> **PROBLEM**:
All lines from the one containing "If you could identify the gantry" through the end of the data below are to be transcribed exactly. Leave out the rest.

[Source records]

******************************

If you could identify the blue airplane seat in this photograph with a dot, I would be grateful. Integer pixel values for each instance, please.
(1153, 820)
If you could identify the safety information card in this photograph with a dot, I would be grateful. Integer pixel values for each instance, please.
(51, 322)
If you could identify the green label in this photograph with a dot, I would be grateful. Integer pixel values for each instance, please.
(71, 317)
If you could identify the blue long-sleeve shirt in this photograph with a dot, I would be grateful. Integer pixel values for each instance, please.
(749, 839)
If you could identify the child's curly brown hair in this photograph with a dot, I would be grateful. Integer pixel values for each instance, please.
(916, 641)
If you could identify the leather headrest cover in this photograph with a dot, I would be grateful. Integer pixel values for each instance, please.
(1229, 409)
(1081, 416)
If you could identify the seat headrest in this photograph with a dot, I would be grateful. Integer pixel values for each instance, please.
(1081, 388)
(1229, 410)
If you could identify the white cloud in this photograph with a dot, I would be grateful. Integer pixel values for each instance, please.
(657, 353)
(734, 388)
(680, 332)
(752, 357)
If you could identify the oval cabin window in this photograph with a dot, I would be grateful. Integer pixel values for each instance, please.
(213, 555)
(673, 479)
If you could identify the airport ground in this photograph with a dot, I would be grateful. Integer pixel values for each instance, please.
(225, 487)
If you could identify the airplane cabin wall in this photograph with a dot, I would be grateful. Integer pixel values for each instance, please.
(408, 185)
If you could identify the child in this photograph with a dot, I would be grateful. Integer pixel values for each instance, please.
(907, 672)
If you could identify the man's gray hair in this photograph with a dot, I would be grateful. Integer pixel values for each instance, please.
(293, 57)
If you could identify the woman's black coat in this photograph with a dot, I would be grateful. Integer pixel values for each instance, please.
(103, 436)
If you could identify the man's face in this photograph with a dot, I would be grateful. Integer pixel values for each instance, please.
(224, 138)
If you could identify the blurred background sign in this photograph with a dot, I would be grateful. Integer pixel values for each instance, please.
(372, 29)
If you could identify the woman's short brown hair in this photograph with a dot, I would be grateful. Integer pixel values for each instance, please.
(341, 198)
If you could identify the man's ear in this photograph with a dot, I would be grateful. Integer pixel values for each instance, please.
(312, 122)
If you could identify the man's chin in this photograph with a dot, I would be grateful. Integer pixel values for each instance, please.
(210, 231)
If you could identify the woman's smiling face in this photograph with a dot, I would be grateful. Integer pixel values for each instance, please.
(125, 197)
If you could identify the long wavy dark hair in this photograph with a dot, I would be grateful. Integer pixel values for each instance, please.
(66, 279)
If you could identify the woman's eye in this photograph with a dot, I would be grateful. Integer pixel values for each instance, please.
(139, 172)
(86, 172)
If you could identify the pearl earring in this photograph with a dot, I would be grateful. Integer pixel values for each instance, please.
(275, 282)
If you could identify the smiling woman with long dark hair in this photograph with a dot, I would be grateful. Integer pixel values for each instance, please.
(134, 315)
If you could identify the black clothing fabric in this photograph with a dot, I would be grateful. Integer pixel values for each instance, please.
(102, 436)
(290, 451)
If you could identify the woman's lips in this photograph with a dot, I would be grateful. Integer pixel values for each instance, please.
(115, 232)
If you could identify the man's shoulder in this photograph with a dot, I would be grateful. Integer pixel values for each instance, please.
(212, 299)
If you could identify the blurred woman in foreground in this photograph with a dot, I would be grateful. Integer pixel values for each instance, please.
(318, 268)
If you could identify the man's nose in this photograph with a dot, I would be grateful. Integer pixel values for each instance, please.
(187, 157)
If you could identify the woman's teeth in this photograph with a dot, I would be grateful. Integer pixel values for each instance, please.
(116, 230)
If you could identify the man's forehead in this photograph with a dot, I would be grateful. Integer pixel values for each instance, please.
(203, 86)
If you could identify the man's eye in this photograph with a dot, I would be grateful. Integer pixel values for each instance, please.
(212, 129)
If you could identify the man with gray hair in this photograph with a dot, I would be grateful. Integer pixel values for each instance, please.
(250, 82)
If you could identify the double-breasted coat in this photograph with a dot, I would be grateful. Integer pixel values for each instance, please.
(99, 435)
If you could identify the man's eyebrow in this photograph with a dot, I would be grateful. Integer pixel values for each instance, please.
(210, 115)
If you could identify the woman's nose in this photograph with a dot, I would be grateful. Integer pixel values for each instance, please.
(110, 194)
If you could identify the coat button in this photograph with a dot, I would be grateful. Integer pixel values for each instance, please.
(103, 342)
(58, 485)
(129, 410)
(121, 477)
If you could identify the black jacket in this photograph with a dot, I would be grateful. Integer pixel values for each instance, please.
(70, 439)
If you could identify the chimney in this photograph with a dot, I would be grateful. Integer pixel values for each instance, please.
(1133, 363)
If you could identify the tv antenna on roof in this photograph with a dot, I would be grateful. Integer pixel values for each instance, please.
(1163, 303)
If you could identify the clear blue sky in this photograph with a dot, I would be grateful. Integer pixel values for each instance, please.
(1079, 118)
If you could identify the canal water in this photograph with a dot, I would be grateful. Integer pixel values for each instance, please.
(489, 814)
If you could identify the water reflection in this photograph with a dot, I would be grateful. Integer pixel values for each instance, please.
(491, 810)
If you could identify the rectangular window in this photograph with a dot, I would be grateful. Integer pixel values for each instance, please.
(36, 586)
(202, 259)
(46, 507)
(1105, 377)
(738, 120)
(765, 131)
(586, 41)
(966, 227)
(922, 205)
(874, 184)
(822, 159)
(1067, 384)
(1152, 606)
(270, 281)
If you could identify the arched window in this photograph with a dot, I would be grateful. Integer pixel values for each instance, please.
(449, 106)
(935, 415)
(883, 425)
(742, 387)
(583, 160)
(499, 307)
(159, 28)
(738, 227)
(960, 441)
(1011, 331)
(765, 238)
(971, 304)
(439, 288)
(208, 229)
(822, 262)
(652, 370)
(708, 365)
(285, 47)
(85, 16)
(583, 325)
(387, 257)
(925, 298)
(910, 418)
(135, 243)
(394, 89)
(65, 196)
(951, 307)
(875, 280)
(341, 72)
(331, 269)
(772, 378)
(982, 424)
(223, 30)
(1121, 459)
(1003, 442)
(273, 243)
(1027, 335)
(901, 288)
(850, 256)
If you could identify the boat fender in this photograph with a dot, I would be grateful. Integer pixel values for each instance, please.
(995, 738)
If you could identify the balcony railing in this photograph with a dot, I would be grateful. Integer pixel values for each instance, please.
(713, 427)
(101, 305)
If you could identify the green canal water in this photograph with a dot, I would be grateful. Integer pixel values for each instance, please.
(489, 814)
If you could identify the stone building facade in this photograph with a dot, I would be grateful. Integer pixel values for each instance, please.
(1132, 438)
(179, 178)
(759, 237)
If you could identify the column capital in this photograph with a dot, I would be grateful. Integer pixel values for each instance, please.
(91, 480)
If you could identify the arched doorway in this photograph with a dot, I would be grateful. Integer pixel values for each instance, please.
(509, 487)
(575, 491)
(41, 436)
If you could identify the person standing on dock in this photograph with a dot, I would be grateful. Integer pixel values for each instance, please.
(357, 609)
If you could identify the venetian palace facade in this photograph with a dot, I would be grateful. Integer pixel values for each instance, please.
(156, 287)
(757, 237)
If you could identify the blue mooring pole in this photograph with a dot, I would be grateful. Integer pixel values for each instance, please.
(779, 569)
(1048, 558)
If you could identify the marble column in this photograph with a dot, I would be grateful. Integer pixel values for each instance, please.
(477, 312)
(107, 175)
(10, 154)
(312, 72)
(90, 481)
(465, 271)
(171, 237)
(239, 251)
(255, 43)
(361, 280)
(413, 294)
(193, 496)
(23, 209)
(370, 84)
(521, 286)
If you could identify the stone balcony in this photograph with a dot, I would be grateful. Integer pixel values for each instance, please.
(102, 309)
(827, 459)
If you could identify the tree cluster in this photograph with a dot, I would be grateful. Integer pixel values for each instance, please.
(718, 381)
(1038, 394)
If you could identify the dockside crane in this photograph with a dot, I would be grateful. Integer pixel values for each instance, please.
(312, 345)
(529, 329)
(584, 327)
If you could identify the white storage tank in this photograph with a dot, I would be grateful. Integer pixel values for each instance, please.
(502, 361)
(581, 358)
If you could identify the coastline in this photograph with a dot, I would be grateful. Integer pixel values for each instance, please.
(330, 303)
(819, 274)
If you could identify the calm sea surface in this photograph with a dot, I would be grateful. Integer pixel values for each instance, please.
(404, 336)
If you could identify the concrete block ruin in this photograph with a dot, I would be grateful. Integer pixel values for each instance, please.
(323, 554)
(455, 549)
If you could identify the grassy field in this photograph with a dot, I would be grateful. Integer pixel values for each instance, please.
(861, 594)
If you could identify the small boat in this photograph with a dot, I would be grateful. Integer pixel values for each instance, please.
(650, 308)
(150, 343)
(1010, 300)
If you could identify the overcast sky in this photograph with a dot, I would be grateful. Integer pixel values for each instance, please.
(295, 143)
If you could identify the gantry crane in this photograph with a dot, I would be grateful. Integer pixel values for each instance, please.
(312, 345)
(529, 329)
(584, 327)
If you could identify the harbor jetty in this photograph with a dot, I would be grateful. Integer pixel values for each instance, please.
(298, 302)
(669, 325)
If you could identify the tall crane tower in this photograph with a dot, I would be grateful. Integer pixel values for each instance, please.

******************************

> **PROBLEM SOLUTION**:
If you could identify the gantry crane in this photograph with a dot, I would be grateful. Integer pixel values for each instance, please.
(312, 345)
(529, 329)
(584, 327)
If you could identify the harbor jetty in this photograph with a dot, I would be grateful. Integer pixel values for each instance, please.
(298, 302)
(669, 325)
If you could identify the tall crane tower in this photograph with a dot, I would be grateful. Integer pixel values for each instance, please.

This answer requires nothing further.